— Start of Provided data —

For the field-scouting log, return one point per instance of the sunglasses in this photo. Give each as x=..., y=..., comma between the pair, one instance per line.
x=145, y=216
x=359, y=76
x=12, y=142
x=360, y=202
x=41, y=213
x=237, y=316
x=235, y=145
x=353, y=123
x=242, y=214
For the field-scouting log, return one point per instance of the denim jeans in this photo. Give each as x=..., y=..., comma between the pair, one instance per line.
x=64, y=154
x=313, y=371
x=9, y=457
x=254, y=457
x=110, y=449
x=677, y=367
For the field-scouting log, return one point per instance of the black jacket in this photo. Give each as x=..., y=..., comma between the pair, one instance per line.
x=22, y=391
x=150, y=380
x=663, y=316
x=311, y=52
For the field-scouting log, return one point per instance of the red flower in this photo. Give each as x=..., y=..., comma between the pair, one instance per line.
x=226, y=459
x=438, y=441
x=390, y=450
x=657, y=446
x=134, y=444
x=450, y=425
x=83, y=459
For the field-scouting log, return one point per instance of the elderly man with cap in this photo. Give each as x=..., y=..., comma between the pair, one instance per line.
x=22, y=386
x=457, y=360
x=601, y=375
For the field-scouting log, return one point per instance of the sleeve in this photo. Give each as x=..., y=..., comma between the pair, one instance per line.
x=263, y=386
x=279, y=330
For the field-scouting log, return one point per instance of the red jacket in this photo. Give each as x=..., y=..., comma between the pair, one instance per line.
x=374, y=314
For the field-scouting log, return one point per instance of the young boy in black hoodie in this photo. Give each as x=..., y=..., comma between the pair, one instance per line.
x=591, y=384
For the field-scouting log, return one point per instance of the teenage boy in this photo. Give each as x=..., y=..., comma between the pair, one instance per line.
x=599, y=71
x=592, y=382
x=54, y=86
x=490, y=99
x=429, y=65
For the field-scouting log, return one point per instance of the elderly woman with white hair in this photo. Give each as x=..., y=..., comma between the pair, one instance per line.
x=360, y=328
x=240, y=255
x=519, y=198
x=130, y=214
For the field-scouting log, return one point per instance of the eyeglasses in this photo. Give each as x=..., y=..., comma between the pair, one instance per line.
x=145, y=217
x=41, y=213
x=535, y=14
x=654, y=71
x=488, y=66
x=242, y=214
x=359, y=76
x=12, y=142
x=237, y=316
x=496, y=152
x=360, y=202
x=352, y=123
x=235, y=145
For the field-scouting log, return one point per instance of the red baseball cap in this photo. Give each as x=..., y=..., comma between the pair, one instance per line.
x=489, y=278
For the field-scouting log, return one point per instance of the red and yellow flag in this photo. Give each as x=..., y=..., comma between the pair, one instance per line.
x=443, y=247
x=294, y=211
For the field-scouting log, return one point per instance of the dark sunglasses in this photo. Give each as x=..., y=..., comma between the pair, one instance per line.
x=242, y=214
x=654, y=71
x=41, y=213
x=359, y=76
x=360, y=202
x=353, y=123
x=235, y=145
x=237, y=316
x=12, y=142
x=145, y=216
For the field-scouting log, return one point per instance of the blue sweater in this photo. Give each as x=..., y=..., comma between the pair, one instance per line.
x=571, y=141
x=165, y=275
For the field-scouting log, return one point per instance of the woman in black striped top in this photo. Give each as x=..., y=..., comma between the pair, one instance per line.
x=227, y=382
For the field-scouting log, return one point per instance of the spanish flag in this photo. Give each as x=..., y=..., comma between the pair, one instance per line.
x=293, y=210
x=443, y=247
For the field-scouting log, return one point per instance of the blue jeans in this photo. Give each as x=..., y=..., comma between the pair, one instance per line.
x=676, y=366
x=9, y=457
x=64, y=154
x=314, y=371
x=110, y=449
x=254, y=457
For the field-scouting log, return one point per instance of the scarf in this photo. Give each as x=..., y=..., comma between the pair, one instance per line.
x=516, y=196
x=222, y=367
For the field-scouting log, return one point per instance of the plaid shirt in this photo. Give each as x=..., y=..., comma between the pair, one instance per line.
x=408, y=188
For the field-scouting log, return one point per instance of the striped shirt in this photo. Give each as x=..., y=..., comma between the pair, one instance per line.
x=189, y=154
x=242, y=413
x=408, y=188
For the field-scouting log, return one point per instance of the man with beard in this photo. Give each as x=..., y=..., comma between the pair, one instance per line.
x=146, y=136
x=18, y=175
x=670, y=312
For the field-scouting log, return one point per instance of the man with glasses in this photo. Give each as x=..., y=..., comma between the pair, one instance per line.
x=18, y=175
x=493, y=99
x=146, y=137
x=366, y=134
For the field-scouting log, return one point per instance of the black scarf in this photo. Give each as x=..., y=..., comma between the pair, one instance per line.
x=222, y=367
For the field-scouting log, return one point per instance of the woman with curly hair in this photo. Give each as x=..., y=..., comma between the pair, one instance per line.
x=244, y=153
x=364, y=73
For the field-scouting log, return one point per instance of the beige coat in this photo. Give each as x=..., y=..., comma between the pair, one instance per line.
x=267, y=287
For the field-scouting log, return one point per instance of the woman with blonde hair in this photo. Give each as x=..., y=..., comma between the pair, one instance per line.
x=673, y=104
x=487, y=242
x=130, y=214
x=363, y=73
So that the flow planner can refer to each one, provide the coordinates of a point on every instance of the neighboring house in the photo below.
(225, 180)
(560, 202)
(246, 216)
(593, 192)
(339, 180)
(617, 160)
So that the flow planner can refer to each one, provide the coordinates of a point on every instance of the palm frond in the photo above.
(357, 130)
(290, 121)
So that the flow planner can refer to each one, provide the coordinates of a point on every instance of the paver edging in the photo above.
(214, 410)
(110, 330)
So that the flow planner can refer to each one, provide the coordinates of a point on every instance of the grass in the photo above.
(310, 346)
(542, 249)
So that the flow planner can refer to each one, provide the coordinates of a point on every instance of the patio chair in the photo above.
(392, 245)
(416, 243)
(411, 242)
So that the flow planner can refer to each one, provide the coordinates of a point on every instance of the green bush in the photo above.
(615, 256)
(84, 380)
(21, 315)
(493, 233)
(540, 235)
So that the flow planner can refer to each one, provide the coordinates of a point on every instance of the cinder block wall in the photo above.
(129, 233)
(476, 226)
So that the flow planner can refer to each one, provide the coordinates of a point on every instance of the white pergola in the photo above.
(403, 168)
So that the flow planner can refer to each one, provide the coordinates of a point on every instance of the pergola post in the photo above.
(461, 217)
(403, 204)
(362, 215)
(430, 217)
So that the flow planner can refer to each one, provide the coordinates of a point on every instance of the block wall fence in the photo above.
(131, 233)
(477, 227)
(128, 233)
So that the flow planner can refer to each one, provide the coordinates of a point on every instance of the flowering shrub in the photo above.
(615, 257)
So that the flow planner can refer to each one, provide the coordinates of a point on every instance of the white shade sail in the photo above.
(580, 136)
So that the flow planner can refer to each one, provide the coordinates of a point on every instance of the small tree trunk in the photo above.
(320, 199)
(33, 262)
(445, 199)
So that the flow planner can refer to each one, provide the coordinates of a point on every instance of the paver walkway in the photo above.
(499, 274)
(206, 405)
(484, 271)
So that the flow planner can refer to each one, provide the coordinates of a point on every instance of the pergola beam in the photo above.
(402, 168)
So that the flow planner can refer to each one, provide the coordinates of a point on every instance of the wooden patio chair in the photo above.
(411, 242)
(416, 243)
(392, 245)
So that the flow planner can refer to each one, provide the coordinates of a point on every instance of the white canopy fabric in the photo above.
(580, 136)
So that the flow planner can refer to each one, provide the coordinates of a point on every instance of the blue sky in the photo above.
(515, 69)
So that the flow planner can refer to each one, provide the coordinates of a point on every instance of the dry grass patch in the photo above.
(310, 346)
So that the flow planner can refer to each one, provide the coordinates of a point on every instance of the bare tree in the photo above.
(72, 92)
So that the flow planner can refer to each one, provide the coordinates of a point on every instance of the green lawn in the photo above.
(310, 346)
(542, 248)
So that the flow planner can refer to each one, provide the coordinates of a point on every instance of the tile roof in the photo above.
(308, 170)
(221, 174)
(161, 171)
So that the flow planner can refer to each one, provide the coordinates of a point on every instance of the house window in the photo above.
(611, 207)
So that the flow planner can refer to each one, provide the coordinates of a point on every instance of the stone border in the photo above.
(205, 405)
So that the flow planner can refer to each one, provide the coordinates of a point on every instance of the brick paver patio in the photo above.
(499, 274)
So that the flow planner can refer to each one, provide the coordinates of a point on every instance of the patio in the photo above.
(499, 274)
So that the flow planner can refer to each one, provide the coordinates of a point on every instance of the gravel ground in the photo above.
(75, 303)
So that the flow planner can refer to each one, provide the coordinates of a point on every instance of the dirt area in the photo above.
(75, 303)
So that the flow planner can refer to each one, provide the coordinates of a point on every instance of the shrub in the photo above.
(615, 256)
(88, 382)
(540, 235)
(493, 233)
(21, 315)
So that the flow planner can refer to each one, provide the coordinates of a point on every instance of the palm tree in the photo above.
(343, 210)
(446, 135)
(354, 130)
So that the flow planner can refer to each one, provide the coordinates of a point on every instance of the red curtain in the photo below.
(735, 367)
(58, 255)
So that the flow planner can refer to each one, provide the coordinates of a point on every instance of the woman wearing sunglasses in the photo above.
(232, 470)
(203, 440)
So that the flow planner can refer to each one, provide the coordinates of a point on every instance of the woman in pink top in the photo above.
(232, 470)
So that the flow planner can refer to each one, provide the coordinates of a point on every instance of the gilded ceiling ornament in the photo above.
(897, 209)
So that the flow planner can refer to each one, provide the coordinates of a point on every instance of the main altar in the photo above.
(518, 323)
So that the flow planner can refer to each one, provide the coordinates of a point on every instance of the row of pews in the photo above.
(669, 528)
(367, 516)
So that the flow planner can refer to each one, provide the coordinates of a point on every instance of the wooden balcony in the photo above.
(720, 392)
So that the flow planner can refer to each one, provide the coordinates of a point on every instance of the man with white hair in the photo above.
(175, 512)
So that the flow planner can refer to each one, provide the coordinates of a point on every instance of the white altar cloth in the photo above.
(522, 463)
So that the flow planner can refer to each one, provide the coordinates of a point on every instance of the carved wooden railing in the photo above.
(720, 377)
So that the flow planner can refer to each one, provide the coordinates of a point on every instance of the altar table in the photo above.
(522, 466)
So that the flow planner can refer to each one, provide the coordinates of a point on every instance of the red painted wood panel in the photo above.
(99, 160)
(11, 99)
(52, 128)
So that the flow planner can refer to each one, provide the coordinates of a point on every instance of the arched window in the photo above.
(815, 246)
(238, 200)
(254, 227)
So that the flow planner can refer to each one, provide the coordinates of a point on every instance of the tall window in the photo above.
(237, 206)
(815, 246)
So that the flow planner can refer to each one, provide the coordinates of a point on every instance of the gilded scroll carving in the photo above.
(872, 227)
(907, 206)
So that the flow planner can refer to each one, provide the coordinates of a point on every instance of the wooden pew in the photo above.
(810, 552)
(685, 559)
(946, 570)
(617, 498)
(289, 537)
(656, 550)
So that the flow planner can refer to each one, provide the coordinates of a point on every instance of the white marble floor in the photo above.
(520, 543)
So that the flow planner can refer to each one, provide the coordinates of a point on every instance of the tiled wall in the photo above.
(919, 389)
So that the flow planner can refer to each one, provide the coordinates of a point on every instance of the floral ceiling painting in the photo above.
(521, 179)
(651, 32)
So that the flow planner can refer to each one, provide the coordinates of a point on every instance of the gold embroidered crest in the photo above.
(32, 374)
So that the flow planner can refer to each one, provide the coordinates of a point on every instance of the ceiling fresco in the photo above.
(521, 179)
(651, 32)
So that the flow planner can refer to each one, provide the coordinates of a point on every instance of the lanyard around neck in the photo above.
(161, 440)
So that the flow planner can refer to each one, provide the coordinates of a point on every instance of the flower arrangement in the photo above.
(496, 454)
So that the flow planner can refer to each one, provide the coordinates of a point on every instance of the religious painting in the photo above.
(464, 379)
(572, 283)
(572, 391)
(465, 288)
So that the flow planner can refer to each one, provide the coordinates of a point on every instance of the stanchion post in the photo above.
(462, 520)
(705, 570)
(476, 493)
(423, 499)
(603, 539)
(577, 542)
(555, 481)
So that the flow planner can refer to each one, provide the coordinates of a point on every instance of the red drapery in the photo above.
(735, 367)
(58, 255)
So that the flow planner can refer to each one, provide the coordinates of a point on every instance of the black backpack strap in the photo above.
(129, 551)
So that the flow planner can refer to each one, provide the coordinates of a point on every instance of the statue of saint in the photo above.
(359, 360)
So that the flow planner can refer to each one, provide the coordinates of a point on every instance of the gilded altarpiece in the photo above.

— End of Provided data —

#### [Required task]
Reproduce the entries between the lines holding "the black scarf" and "x=267, y=287", inclusive, replacing "beige coat" with "tan overcoat" and leaving everything else unchanged.

#### [Reply]
For the field-scouting log, return one point per instance of the black scarf in this photo. Give each as x=..., y=..., comma between the pair, one instance per line.
x=222, y=367
For the field-scouting log, return one point per instance of the woman with curly hair in this photo. Give each as x=..., y=..., comma between the pair, one instance per line.
x=244, y=153
x=364, y=73
For the field-scouting log, return one point per instance of the tan overcoat in this photo. Give each as x=..., y=..., comma between the pair, one instance per line.
x=267, y=287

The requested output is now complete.